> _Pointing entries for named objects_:
□ □ □ □
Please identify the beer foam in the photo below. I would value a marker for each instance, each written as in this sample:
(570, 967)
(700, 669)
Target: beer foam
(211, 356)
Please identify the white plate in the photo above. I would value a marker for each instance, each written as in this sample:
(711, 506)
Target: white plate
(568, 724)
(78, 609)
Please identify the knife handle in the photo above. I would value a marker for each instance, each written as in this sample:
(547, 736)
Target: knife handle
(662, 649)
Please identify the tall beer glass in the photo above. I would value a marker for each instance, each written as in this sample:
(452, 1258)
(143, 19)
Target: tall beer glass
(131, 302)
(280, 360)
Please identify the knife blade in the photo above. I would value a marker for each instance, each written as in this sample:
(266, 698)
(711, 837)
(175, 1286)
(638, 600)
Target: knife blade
□ □ □ □
> _DIRECTIONS_:
Recast every line of the entries above as a JSON list of strings, with one string per line and blank lines left out.

> _TASK SOLUTION_:
[
  "Please identify the beer foam in the photo below. I would value a marker for each instance, each written as in this sample:",
  "(570, 967)",
  "(700, 669)",
  "Target: beer foam",
  "(211, 356)",
  "Please identify the white plate in the photo above. I would value a marker for each instance, each written as in this sample:",
  "(711, 506)",
  "Target: white plate",
  "(568, 724)",
  "(78, 609)",
  "Please identify the knife handle in the photo above. I would value a marker for each instance, each written as in this sample:",
  "(547, 736)",
  "Target: knife handle",
  "(662, 649)",
  "Please identify the tall beer glass in the photo above. I would value a marker for each instance, each written as in this sample:",
  "(452, 1258)",
  "(143, 19)",
  "Target: tall beer glass",
  "(131, 302)",
  "(280, 360)",
  "Please identify the knife blade in the photo above. I would value a marker for each instance, each written as in this sample:",
  "(266, 698)",
  "(711, 837)",
  "(175, 1286)",
  "(638, 600)",
  "Target: knife blade"
]